What you will do:
a) The article on IT team culture ends by naming some highly measurable IT work outcomes. List every one of them.
b) Answer each question from the article on IT team culture:
(i) Which two kinds of diversity do IT leaders often find when they join a new organization?
(ii) Which stakeholders are given as examples of those who see IT's costs?
(iii) What does the author pick as the cultural lowest common denominator?
c) Pick up the article on IT team culture after its final sentence and continue it.

Document section:
■ ■ ■ ■

Information Technology leaders often join a new organization to find a vastly heterogeneous mixing bowl of cultures, which covers both personal and professional diversity. While a common culture typically suggests shared practices, beliefs and expectations, oftentimes there is significant misalignment in these foundational bonds within an IT department, which can lead to sub-

par team performance and a less than ideal working environment for team members. And, while diversity is typically an extremely positive ingredient for strong team dynamics, it can also be a recipe for divisiveness and performance erosion.


Attempting to reconcile all the different cultural cross-currents that can be found in the workplace would lead to a lowest common denominator of extremely poor connection and utility. Therefore, I have found that focusing on excellence --measured, clearly defined, team-dependent performance excellence-- becomes a strongest and most impactful unifier of disparate perspectives and approaches.


The Elements of a Work Culture

Culture may have more valid definitions than any other word in English (or any other) language. All of the above is valid and could stand on its own as a foundational definition. And in a typical grouping of professionals in a reasonably metropolitan area, you can expect tremendous diversity of cultural influence. Both professional and personal cultural diversity often creates a level of heterogeneity that can seem to be near impossible to align.


As the focus here is on cultural alignment within an IT support and delivery team, there are a few aspects of overall IT governance that can be extremely sensitive to cultural differences.


Those include:


Prioritization

◻ Inclusion or Top Down

◻ Roadmap or constant reassessment


Capability Delivery Model

◻ Agile vs. Waterfall

◻ Parallel operations or hard cut-over


Incident Triage Model

◻ Integrated or segregated

◻ Sequential or Parallel


Human Resourcing Model

◻ Talent Search Criteria

◻ Internal vs. Hybrid

◻ On-Shore vs. Off Shore vs. Hybrid


But some of the most severe cultural divisions in the work environment can arise from disparate decision-making approaches.


Aspects of IT Organizational Governance Most Sensitive to Culture

There is also oftentimes vertical misalignment within an organization. As IT investment often generates an organization’s largest, and most visible costs to stakeholders (e.g., shareholders, PE partners, executives), there is often a disparity of views on investment timing between the organizational strata’s (quarterly or PE Cycle views vs. a built to the last approach).


Vertical MisAlignment on Investment Timing

So how does an IT Leader reconcile all of these cultural divergences in order to establish an aligned foundation for decision making, governance, and driving top performance? How do we overcome vast personal, professional and organizational differences of perspective (all of which are valid) to align an IT workforce and achieve the desired results that can only come from cohesion?


By selecting the cultural lowest common denominator which is always as valid as any other: the pursuit of excellence!

Regardless of the experience, and the context of the professional paths that bring your team together, there can be no dissent from clearly identified, measurable outcomes to serve as performance beacons. System and service availability, on-time project delivery, software solution quality, and product completeness are all highly measurable IT work outcomes, and not open to interpretation based on cultural differences.

■ ■ ■ ■

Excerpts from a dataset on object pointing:
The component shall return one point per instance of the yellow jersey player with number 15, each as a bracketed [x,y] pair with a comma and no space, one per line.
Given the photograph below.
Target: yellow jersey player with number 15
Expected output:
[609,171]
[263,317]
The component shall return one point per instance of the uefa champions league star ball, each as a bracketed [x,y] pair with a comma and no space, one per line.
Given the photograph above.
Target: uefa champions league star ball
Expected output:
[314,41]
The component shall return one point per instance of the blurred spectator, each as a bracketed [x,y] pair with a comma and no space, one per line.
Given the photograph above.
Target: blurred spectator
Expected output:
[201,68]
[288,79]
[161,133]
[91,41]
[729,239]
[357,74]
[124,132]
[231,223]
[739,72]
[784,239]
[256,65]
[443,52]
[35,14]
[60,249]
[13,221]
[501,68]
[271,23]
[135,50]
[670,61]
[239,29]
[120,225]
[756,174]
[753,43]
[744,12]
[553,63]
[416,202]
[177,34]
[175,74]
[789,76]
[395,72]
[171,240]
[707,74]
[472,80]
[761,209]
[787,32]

■ ■ ■ ■

Task answers:
a)
System and service availability
On-time project delivery
Software solution quality
Product completeness

b)
(i) Personal and professional diversity.
(ii) Shareholders, PE partners and executives.
(iii) The pursuit of excellence.

c)
Elements of a culture of excellence typically include a high degree of transparency (which comes with clearly defined and openly shared performance metrics). A quest for continuous improvement of those performance indicators. Decision making (regardless where it comes from organizationally) which is audit-able to data and data-driven, rather than based on inspiration and mood. And profiled hiring based on characteristics which typically align well with a collaborative, high-performance culture of excellence, rather than focusing on the smartest, most experienced IT practitioner you can find.


A Culture of Excellence


Metrics and Continuous Improvement

The establishment of clear, generally recognized and relevant key performance indicators (KPIs) is a critical step in working towards a culture of excellence. The transparency of the performance levels achieved (through a generally available report or dashboard distribution at the highest levels of the organization) creates an inherent call to action. Often times, when KPI definition and associated reporting is initially established, the numbers can look less than impressive. This first wave of a new measured reality often serves to achieve two outcomes, both positive. Some contributors will be challenged by the poor performance indicators and take it personally. Other contributors will be wholly uncomfortable with the highly transparent measurement of their work and will choose to move on to other opportunities more aligned with their professional comfort.

Full transparency provides a unique avenue for building trust and confidence in stakeholders and peers, another element of a culture of excellence. When exceptions to performance targets take place as in the example above, an opportunity is created for demonstrating tenacity and commitment. Here, we are able to communicate what the root cause of a service interruption, and what preventative measures have subsequently been put in place to preclude the same incident from taking place going forward. So, in essence, the incident includes the outcome of making the organization stronger and more resilient, which is a sign of a culture of excellence.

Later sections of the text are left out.